*Labeled-object pointing entries:*
┄┄┄┄┄┄┄┄┄┄
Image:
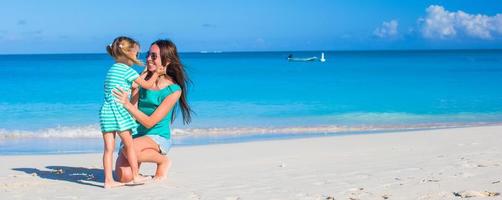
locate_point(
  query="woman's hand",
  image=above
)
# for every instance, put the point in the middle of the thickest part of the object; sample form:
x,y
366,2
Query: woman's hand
x,y
122,97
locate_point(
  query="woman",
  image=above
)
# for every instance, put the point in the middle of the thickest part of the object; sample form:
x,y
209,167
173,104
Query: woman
x,y
153,109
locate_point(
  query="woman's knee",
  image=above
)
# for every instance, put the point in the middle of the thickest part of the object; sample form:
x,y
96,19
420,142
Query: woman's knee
x,y
122,170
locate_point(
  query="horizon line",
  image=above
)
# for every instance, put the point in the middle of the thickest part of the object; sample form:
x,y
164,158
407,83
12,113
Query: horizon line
x,y
276,51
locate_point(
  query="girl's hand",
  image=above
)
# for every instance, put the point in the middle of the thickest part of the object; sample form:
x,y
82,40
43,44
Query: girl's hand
x,y
161,70
122,96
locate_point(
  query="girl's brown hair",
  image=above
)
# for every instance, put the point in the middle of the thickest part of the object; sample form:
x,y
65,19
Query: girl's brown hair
x,y
120,46
176,70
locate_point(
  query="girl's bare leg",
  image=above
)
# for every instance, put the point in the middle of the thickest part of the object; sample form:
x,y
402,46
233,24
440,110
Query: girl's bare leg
x,y
109,146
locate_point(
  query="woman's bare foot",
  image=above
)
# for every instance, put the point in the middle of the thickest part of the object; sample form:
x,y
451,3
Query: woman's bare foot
x,y
162,170
140,179
112,184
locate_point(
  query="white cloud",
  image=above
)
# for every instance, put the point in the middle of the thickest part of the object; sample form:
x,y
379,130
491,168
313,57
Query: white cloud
x,y
441,23
387,29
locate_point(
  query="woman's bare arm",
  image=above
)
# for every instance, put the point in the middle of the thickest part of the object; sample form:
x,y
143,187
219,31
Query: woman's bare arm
x,y
159,113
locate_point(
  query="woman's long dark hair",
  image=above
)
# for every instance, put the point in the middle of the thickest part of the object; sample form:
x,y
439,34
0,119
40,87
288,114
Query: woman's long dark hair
x,y
176,70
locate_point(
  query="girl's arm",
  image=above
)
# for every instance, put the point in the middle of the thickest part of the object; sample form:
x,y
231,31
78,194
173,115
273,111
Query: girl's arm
x,y
135,95
147,84
159,113
135,90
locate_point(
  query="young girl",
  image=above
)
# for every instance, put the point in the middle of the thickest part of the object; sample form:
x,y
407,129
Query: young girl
x,y
114,119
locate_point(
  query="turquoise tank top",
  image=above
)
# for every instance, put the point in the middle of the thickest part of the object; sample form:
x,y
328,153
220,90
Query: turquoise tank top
x,y
148,102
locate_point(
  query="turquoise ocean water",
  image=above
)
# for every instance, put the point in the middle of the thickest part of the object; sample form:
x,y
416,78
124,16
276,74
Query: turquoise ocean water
x,y
50,103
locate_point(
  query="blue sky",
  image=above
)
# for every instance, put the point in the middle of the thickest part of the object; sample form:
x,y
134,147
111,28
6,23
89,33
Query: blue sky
x,y
58,26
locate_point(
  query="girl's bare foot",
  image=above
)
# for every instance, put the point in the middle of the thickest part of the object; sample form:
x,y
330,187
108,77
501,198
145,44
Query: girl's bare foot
x,y
112,184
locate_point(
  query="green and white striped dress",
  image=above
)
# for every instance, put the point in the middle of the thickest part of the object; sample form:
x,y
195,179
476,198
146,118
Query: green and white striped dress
x,y
113,116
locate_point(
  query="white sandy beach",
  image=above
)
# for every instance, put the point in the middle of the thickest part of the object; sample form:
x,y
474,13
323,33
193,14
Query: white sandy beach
x,y
434,164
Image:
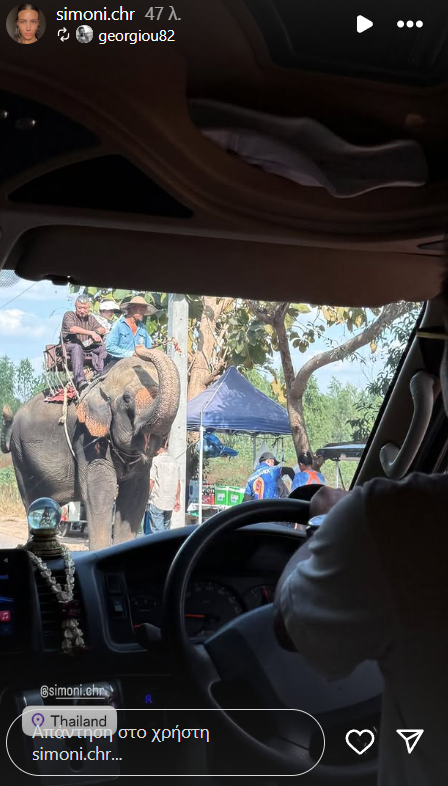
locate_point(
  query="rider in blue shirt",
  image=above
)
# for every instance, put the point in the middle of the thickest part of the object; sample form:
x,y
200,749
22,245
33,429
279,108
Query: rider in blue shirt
x,y
306,475
130,331
263,483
┄┄┄┄┄┄┄┄┄┄
*TO BE DONE:*
Pictures are not part of the copy; output everything else in the records exactly.

*ANSWER BELOW:*
Image:
locate_point(
  query="woman's hand",
  image=above
)
# for every instance, put the point in the middle of the thickest part of the object; sample form:
x,y
366,2
Query: woman's hand
x,y
122,97
locate_point(
  query="woman",
  image=above
)
# for every instance, put the point in the middle of the thickest part of the object; sample form:
x,y
209,167
173,104
Query: woman
x,y
153,109
locate_point(
  query="woman's knee",
  image=above
)
# for every instance, put the point in the middle of the thickest part of the object; sample form:
x,y
96,19
420,142
Query: woman's knee
x,y
122,170
locate_point(
  query="horizon line",
  image=above
)
# for every instance, put the point in the middle of the thickest part of the object; sample form:
x,y
164,158
407,83
12,113
Query: horizon line
x,y
276,51
locate_point(
  query="girl's hand",
  image=above
)
# for every instance, put the point in the middle of the thickest part of the object; sample form:
x,y
82,40
43,44
Query: girl's hand
x,y
161,70
122,96
locate_point(
  query="girl's brown hair",
  image=above
)
# for every instance, put the point in the middle of the thickest part of the object; sample form:
x,y
65,19
Query: girl's brown hair
x,y
120,46
176,70
locate_point(
  query="girl's bare leg",
  image=above
)
# for every instance, put the point in the middle of the thickest part of the object; sample form:
x,y
402,46
233,24
440,110
Query: girl's bare leg
x,y
109,146
locate_point(
  query="woman's bare foot",
  image=above
)
# for every instance, put the point in the middle of the thickest part of the object; sample form:
x,y
451,3
Query: woman's bare foot
x,y
162,170
140,179
112,184
locate_point(
  query="white cloud",
  image=above
)
# for every instance, put the point in the middle of the thickest part of the object; sample form:
x,y
379,130
491,168
313,57
Query: white cloud
x,y
441,23
387,29
locate_point(
  query="woman's bare arm",
  image=above
)
# for every instance, put the point in the middle of the thickest part of the object; sample form:
x,y
143,187
219,31
Query: woman's bare arm
x,y
159,113
locate_point(
  query="woman's long dark hair",
  image=above
)
# for every instance, put the point in the middle of the thickest part of the object; sample form:
x,y
439,34
0,119
40,87
288,114
Query: woman's long dark hair
x,y
176,70
locate_point(
  query="girl's arm",
  image=above
)
# for every instance, put the point in the middle of the thickest part of the object; sample form:
x,y
231,31
78,194
173,115
273,111
Query: girl's arm
x,y
135,95
147,84
159,113
135,90
locate_point(
  query="young girl",
  image=above
)
# for every instance, put the point in the middle of the thickest part of the object; sample form:
x,y
407,129
Query: young girl
x,y
114,119
locate_point(
  query="turquoise tank top",
  image=above
)
# for every instance, put the point in the middle of the thickest part of the object; sample form:
x,y
328,153
220,90
Query: turquoise tank top
x,y
148,102
locate_point(
  query="turquoise ocean water",
  image=above
)
# for every instance, put the point in the middle of the thickest part of the object; sample form:
x,y
416,78
124,16
276,74
Query: turquoise ocean water
x,y
50,103
locate_point(
  query="blue sky",
  image=above
)
# for every instance, put the point in the middle of the thickest part of the object; sample form:
x,y
134,147
111,28
6,23
89,33
Query: blue sky
x,y
58,26
locate_point(
  query="girl's bare foot",
  image=above
)
# for every instance, put the point in the middle of the thickest part of the object; sample form:
x,y
330,187
108,77
501,198
145,44
Query: girl's bare foot
x,y
112,184
locate_point(
  query="green and white striped dress",
  image=above
)
# for every instance, put the point in the middle of the thickest part of the object; sample form:
x,y
195,179
476,198
146,118
Query: green and white striped dress
x,y
113,116
locate_point(
  query="white sandy beach",
  image=above
)
# for every instance, put the point in the middle of the thickest part of the object; sample form:
x,y
474,13
323,33
193,14
Query: white sandy beach
x,y
434,164
Image:
locate_point(
  query="rider in blue shirt",
  image=above
)
# for every instance, put the point in the middle of the thickest part of the object; sample form:
x,y
200,749
22,245
33,429
279,108
Query: rider in blue shirt
x,y
306,475
130,331
263,483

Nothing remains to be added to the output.